## SET PROBLEM
In the records below, locate the line containing "of the ceramic"; output that line and every following line through the last, exactly.

## Dataset records about object locations
## start
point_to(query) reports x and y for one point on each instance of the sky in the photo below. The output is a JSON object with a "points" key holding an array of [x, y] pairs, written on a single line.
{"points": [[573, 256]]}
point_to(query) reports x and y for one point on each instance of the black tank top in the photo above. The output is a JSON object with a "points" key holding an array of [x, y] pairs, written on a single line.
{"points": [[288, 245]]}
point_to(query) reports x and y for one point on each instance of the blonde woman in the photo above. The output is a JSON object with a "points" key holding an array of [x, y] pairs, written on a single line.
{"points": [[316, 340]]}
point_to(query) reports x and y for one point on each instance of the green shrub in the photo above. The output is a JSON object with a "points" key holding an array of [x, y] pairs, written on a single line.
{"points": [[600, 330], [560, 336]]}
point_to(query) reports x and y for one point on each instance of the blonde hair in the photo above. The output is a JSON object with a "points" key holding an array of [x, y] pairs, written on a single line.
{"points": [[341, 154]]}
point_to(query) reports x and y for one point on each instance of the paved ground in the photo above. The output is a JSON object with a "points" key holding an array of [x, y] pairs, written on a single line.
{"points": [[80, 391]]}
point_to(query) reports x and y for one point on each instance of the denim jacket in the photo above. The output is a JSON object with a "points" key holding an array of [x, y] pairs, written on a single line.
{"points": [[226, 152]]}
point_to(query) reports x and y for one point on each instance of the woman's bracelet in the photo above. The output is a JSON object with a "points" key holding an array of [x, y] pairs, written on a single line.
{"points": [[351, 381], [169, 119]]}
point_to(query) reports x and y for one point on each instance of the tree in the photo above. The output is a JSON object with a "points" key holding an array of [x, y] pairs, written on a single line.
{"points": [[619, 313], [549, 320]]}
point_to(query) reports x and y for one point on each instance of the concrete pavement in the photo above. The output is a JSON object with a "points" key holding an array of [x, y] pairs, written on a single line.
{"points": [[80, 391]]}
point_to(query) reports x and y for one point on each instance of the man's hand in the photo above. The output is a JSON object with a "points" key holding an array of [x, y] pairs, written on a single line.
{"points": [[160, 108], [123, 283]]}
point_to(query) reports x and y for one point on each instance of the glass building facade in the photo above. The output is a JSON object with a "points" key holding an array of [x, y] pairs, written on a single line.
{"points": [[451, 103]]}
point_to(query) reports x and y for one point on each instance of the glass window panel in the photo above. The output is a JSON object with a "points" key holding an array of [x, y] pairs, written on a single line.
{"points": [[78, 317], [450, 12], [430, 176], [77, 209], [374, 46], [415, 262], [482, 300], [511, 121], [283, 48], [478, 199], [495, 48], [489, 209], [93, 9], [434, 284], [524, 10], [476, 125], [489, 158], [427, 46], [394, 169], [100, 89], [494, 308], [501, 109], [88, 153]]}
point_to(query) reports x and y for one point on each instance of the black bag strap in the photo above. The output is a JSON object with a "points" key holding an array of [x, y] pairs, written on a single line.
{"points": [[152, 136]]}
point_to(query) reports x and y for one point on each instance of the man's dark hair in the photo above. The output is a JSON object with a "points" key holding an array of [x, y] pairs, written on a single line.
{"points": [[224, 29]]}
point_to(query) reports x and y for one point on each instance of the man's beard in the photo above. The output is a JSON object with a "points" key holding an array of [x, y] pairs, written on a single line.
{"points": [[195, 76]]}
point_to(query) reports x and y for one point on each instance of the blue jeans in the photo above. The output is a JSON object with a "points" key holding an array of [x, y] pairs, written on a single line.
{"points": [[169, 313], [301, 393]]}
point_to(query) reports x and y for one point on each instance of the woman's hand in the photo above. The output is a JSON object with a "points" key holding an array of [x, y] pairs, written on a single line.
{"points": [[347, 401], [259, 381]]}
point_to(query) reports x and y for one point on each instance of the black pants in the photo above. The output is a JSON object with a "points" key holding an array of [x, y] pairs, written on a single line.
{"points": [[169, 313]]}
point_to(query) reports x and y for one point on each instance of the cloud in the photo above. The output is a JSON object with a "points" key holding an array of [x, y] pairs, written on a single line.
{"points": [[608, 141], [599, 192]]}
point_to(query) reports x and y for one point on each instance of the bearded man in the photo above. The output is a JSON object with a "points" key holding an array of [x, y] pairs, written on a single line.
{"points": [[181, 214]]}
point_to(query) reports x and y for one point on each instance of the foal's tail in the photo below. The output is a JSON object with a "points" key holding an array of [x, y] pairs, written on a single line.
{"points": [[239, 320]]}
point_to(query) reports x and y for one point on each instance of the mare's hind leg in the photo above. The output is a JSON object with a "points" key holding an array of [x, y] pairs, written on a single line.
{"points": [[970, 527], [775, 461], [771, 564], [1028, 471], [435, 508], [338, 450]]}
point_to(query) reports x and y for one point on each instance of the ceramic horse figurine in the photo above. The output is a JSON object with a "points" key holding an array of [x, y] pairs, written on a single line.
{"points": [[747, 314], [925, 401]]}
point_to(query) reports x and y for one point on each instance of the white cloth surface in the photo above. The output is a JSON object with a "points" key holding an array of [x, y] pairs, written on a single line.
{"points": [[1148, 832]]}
## end
## PROBLEM SOLUTION
point_to(query) reports x and y for one point on each instance of the ceramic horse figurine in the photo above. The output is a JSON object with a "points" key holding an array of [x, y] pairs, written on a single line.
{"points": [[747, 314], [925, 401]]}
point_to(query) reports x and y for one point on each instance of the white cloth surface in the photo above. The output is a JSON object with a "points" key holding an array of [x, y] pairs, written on a single line.
{"points": [[1148, 832]]}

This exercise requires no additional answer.